## Data to use
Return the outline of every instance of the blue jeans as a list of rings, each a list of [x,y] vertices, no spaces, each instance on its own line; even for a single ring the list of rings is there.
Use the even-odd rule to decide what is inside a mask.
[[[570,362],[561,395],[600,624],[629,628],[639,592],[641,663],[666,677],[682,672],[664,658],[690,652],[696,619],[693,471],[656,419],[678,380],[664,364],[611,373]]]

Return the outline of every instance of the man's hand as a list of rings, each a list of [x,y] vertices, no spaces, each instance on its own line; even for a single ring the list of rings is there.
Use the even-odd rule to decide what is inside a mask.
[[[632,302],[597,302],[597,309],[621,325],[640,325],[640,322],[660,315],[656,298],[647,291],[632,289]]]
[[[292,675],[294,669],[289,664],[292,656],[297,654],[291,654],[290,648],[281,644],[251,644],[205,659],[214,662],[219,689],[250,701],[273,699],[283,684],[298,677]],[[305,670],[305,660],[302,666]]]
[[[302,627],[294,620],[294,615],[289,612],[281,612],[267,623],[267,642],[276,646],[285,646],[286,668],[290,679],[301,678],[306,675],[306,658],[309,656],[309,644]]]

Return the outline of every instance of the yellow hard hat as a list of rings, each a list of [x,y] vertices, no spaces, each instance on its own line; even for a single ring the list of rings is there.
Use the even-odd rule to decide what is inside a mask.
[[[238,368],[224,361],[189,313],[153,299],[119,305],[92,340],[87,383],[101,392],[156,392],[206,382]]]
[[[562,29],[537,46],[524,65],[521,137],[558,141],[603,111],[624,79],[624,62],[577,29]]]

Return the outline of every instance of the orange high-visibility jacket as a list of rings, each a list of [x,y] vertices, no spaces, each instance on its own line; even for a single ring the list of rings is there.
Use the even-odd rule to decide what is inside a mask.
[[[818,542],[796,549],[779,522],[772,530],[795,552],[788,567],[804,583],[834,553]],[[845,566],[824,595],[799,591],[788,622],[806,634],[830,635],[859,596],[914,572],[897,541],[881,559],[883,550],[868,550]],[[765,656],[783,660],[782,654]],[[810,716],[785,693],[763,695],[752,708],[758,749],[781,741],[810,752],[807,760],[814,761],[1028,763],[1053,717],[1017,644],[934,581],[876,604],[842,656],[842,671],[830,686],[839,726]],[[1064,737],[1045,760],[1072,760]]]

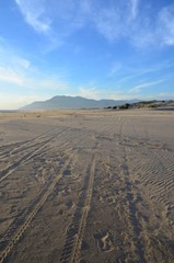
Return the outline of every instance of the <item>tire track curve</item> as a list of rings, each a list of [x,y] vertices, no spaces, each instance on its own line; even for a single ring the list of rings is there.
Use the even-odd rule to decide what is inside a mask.
[[[60,256],[61,263],[79,262],[80,249],[92,199],[95,162],[96,158],[94,156],[92,164],[88,169],[84,178],[83,191],[79,198],[78,207],[73,214],[72,224],[69,226],[67,231],[66,243]]]
[[[3,263],[8,255],[11,253],[15,243],[21,239],[24,231],[28,228],[30,224],[47,201],[48,196],[53,193],[56,184],[63,176],[63,171],[67,169],[71,160],[73,159],[74,153],[70,155],[66,159],[62,168],[59,171],[59,174],[55,178],[49,178],[46,184],[43,186],[40,192],[37,194],[35,199],[28,205],[27,208],[12,222],[3,238],[0,240],[0,263]]]

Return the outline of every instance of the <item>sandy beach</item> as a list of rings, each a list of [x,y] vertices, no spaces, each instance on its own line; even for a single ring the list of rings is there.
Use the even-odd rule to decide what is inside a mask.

## What you need to do
Please reproduce the entries starting at the line containing "Return the outline of every instance of the <item>tire" and ending at the last entry, keeping all their text and moving every vertex coordinate in the answers by adding 3 to it.

## Problem solution
Return the outline of every instance of the <item>tire track curve</item> as a list of rings, each a list of [x,y] vertices, no spaces, each instance on its own line; even for a single ring the list of rings is there.
Use the even-odd rule to decide what is inside a mask.
[[[63,259],[64,266],[82,265],[83,252],[95,202],[98,165],[99,161],[97,159],[95,167],[91,172],[87,181],[86,194],[82,201],[81,210],[76,217],[75,227],[72,229],[70,234],[69,246]]]
[[[6,266],[11,258],[14,256],[18,246],[24,242],[27,234],[31,231],[33,227],[50,204],[51,199],[56,196],[59,187],[66,179],[66,174],[70,172],[74,163],[76,162],[77,156],[73,158],[69,162],[65,171],[62,174],[62,177],[58,181],[52,181],[49,187],[46,189],[43,195],[40,197],[38,202],[31,208],[30,211],[15,225],[6,241],[3,243],[3,266]]]

Return the outline of every instance of the <item>sandy beach</item> as a list of rings, each a list of [x,y] vertices, no spaces, each instance on its own line; even for a single ring the list of rings is there.
Use the even-odd rule to decide what is inside a mask.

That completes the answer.